Instructions for the task:
Exactness is required throughout. Return every record once more.
##########
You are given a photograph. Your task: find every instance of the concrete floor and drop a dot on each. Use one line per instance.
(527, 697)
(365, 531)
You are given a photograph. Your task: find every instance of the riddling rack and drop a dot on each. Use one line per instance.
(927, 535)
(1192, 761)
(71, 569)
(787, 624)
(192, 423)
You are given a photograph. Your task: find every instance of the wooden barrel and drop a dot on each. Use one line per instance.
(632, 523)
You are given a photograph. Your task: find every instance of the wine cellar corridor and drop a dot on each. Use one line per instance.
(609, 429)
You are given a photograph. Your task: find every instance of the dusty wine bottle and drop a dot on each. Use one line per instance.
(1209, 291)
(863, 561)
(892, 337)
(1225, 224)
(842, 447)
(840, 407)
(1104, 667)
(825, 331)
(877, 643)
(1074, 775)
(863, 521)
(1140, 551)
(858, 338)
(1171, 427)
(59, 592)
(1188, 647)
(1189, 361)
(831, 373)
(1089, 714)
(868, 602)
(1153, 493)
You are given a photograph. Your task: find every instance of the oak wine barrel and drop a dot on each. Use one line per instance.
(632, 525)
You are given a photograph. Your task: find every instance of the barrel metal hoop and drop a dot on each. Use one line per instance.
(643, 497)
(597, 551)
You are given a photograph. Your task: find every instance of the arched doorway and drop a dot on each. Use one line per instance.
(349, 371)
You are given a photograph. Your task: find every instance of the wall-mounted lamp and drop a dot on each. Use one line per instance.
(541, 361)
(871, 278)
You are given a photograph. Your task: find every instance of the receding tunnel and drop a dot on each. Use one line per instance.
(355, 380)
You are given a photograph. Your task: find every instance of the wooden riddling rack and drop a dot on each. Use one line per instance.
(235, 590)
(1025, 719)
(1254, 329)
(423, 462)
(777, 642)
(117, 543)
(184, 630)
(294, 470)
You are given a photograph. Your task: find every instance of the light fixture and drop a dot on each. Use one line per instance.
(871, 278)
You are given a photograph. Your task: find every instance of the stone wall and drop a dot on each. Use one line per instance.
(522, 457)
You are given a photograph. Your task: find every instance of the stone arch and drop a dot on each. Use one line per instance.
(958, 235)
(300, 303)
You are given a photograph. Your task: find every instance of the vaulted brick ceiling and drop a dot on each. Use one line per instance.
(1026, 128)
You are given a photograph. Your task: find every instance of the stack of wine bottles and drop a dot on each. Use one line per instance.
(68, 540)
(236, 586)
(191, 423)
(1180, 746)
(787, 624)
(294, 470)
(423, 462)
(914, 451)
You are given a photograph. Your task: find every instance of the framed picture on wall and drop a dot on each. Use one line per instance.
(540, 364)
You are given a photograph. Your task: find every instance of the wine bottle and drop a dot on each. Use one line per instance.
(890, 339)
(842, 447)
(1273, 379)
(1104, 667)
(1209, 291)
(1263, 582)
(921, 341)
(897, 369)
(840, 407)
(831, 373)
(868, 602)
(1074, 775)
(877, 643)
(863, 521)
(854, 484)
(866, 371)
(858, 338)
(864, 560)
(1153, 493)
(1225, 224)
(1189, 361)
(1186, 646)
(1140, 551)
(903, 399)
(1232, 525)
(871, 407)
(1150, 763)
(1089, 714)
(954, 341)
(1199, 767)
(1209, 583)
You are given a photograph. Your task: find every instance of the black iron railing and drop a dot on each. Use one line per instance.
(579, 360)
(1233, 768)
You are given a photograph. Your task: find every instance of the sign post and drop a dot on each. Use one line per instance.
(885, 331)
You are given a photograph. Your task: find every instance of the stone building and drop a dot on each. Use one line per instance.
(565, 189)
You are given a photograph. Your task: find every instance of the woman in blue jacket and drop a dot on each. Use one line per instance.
##########
Response area:
You are given a photograph. Your task: find every instance of the concrete floor and drop a dot on each. Use one line per instance.
(527, 697)
(365, 531)
You are given a photograph. Your task: find every instance of the riddling rack and drop a dot on each. Use one line per instance.
(927, 535)
(1192, 761)
(71, 569)
(787, 624)
(192, 423)
You are given a photograph. Your task: find every instance of the wooden barrel and drop a dot on each. Use one line per instance.
(632, 523)
You are given a photograph. Your task: find every instance of the wine cellar corridor and drop a dot on each. Use one line per instance.
(609, 429)
You are given a photograph. Your task: find every instance of the dusty wine bottle and drop a dot on each. Use one line per instance.
(1209, 291)
(863, 561)
(892, 337)
(1225, 224)
(842, 447)
(840, 407)
(1104, 667)
(825, 331)
(877, 643)
(1074, 775)
(863, 521)
(1140, 551)
(858, 338)
(1171, 427)
(59, 592)
(1188, 647)
(1189, 361)
(831, 373)
(1089, 714)
(868, 602)
(1153, 493)
You are given a photograph. Your task: find every instance of the oak wine barrel and drop a dot on each. Use one line per instance.
(632, 525)
You are given a photograph. Your task: find every instance of the barrel metal hoop and drop a dot on each. Use one line per instance.
(643, 497)
(597, 551)
You are given a photograph. Your task: find every instance of the arched doorway and drop a dot on each. Use one line per instance.
(349, 371)
You are given a photograph. Your task: find every instance of the wall-mounted lamp and drop a dot on each. Use one line per instance.
(541, 361)
(871, 278)
You are given a photograph. Your task: find every instance of the receding tunnel and drop a dot on each. Use one line per instance.
(355, 380)
You are given a photograph. Your task: find every instance of the wooden riddling rack and drop a dot on each. Use one line per instance.
(235, 590)
(1025, 719)
(1254, 329)
(423, 462)
(777, 642)
(117, 543)
(184, 630)
(294, 470)
You are given a photograph. Your task: find every instance of the light fixture and drop a dot on each. Use one line per instance.
(871, 278)
You are given a photograph. Your task: find every instance of the stone wall and drop a dot on each. Use one line per instance.
(522, 457)
You are given a photograph. Your task: find every instance of the stone arch and drop a dot on each. Use one line per instance.
(958, 235)
(300, 303)
You are given a photograph. Your task: find every instance of the vaulted brick ceiling and drop a dot on each. Use one line per instance.
(1026, 128)
You are given a photograph. Your task: find every instance of the stack of wine bottles and drop a dot on each. Use one line per instance.
(68, 540)
(236, 586)
(191, 423)
(1180, 746)
(787, 624)
(294, 470)
(423, 462)
(914, 451)
You are given a photograph. Your task: find every instance of the framed picture on wall and drop a dot on each. Use one line per instance.
(540, 364)
You are given a photograph. Your task: find every instance of the wine bottle and drop a dot on each. Use one line per instance.
(890, 339)
(842, 447)
(1273, 379)
(1104, 667)
(1209, 291)
(1263, 582)
(921, 341)
(897, 369)
(840, 407)
(831, 373)
(868, 602)
(1074, 775)
(877, 643)
(863, 521)
(854, 484)
(866, 371)
(858, 338)
(864, 560)
(1153, 493)
(1225, 224)
(1189, 361)
(1186, 646)
(1140, 551)
(903, 399)
(1232, 525)
(871, 407)
(1150, 763)
(1089, 714)
(954, 341)
(1199, 767)
(1209, 583)
You are given a photograph. Your task: find every instance of the black iron railing and drop a dot on each. Use one line per instance.
(579, 360)
(1233, 768)
You are given a photograph. Your task: find every instance of the sign post and drop a dot on each. Use one line per instance.
(885, 331)
You are given a photograph. Your task: find every instance of the stone building and drop a dot on each. Use one line per instance.
(565, 189)
You are given a photograph. Your task: find every instance of the woman in blue jacket and drop a dot on each. Use one line per instance.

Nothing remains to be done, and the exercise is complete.